* Exercise objective
Only the lines below between the ones containing "Segment each <instance>" and "positive clicks: (29, 108) (13, 111)", inclusive, are to be reproduced, each exactly as it stands.

* Available data

┄┄┄┄┄┄

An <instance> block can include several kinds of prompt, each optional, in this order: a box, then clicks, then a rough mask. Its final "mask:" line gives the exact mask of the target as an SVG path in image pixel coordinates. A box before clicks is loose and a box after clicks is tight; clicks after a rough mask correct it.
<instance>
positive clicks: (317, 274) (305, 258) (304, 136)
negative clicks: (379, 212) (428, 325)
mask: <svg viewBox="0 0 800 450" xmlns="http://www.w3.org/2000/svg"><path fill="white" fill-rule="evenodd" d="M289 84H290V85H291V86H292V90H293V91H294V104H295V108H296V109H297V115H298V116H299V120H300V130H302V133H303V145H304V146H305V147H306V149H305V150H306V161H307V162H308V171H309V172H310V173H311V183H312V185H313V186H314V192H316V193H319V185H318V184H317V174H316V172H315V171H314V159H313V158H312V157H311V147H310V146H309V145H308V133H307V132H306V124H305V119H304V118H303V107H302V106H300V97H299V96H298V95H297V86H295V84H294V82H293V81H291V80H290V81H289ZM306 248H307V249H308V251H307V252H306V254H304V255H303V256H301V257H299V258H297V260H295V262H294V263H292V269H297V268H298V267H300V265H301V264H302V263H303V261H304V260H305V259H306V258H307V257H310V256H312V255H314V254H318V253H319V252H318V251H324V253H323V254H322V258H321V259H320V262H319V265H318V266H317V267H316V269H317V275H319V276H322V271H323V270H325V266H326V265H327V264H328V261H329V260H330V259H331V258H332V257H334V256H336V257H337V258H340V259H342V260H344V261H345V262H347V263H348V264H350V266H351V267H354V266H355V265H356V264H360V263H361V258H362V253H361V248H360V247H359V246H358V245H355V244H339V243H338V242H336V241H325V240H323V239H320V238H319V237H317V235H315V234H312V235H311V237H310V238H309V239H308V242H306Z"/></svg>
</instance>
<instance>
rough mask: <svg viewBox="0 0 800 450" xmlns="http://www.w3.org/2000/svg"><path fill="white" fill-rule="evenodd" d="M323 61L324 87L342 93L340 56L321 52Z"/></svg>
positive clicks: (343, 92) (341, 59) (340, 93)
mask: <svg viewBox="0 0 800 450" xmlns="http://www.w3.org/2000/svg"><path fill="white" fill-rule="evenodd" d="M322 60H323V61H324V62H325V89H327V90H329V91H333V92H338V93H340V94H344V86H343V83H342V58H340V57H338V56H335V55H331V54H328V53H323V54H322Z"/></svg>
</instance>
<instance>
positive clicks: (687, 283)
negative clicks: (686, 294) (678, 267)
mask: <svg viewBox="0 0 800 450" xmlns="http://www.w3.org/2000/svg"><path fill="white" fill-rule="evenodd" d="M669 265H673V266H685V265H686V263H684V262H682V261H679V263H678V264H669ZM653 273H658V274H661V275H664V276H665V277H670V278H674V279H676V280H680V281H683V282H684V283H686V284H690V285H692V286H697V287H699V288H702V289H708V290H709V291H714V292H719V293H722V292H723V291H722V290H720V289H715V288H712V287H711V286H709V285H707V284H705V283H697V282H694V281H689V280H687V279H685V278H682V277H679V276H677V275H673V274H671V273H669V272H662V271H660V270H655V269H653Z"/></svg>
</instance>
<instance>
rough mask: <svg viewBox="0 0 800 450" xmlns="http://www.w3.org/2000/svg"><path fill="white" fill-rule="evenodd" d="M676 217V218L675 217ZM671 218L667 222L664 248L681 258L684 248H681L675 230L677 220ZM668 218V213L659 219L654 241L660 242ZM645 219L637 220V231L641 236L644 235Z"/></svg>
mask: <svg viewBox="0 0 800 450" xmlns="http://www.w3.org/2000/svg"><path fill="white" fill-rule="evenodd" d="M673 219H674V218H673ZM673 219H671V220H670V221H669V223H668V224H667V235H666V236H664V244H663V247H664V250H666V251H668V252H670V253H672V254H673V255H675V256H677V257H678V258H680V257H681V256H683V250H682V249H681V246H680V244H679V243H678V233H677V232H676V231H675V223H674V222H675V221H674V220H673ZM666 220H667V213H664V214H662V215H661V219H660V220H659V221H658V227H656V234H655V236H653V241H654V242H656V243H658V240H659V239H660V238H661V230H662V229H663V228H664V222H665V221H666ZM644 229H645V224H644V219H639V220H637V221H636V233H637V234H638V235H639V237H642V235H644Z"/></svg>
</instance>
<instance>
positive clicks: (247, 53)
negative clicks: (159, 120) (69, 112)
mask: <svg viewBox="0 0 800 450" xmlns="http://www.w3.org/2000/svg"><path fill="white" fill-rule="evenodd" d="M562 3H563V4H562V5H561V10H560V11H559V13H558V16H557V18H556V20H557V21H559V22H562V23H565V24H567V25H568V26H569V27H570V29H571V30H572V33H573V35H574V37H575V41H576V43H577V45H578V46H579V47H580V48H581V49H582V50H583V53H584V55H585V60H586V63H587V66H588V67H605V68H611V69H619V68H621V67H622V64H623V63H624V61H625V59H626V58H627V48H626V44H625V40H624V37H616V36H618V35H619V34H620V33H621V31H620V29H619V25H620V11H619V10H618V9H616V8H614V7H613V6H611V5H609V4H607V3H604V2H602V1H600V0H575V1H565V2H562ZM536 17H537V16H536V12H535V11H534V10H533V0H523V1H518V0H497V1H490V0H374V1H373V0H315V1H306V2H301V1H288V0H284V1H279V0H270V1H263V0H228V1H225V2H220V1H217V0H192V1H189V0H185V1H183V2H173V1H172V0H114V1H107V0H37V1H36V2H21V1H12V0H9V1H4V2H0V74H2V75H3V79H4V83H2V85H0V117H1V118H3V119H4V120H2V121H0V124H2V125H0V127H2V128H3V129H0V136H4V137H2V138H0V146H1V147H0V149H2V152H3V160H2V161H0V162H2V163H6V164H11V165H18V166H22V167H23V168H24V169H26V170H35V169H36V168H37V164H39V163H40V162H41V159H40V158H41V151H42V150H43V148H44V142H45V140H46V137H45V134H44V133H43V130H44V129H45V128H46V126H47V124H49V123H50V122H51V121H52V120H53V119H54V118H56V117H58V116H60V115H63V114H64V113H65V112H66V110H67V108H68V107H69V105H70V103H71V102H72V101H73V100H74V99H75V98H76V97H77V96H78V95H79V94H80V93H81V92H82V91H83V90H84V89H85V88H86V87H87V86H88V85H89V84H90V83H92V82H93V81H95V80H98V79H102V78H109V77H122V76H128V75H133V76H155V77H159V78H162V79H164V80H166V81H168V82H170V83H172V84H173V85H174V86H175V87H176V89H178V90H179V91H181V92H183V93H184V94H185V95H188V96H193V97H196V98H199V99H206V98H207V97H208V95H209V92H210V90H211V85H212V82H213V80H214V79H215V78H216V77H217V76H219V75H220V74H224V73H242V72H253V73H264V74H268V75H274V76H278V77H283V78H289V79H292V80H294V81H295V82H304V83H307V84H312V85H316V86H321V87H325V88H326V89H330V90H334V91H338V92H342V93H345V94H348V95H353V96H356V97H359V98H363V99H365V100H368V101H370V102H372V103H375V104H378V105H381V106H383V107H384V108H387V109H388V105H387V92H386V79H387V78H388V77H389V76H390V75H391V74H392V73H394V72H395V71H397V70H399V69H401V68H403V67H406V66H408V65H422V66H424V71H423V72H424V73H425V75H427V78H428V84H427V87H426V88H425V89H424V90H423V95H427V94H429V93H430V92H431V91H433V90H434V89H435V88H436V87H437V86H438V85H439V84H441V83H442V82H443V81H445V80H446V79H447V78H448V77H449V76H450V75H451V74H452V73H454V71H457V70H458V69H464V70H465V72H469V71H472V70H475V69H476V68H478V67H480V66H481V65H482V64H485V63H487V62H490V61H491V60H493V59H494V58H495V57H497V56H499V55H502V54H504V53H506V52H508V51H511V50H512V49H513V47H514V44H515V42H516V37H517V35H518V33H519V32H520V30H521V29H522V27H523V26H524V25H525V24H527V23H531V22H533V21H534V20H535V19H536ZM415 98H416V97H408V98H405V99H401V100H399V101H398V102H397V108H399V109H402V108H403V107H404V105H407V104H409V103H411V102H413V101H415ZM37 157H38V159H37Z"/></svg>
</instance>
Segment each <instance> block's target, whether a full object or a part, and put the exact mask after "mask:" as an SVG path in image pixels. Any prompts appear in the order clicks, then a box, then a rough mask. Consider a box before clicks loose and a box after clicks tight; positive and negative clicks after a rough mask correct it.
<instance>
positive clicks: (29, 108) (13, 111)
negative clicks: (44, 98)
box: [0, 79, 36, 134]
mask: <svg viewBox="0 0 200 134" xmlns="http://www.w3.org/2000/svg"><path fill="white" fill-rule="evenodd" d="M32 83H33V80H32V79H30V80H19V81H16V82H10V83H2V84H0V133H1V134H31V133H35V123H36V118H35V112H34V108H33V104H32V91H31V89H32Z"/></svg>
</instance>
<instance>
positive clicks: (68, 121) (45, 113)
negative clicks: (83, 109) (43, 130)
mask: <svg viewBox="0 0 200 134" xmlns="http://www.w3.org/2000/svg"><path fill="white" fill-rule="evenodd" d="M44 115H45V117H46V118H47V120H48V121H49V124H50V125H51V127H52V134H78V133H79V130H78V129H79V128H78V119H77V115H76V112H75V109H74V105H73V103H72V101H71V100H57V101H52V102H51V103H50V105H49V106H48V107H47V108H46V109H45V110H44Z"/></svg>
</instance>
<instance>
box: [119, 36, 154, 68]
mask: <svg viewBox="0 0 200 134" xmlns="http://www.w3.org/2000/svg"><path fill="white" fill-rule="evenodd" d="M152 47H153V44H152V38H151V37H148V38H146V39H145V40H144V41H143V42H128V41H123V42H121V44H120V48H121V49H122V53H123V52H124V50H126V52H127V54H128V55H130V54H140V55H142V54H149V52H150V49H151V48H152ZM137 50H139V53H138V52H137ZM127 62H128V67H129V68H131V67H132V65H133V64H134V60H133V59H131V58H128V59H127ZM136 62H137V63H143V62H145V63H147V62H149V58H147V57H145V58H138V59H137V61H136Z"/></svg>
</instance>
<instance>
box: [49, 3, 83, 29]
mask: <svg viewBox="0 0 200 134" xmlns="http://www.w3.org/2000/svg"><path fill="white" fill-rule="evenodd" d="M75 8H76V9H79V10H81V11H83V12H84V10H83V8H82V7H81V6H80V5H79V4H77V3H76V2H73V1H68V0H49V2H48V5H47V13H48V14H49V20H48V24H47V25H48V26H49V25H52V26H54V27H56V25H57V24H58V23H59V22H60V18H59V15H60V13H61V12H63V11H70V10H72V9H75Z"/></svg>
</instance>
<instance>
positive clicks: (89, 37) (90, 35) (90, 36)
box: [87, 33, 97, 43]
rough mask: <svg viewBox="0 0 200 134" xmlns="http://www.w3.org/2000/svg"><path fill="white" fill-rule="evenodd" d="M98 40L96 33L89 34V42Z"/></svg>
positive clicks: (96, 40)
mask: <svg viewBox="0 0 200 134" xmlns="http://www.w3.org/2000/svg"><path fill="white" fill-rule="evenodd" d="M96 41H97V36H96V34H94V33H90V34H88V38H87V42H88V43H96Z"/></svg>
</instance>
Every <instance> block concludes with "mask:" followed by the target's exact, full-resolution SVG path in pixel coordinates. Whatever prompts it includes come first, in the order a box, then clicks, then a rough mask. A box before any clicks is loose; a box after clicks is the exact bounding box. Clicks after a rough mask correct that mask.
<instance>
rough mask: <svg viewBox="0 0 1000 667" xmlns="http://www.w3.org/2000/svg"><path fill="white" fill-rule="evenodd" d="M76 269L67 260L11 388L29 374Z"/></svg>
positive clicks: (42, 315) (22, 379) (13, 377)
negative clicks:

┄┄┄┄┄┄

* Final answer
Segment each <instance> block's target, whether a full object or a part, and put the exact mask after "mask:" as an SVG path in image pixels. Any prompts appear in the order clicks, then a box, then a rough mask. Consider a box before clicks loose and a box after clicks tight; positive and negative clicks after a rough mask correct it.
<instance>
positive clicks: (29, 108) (13, 111)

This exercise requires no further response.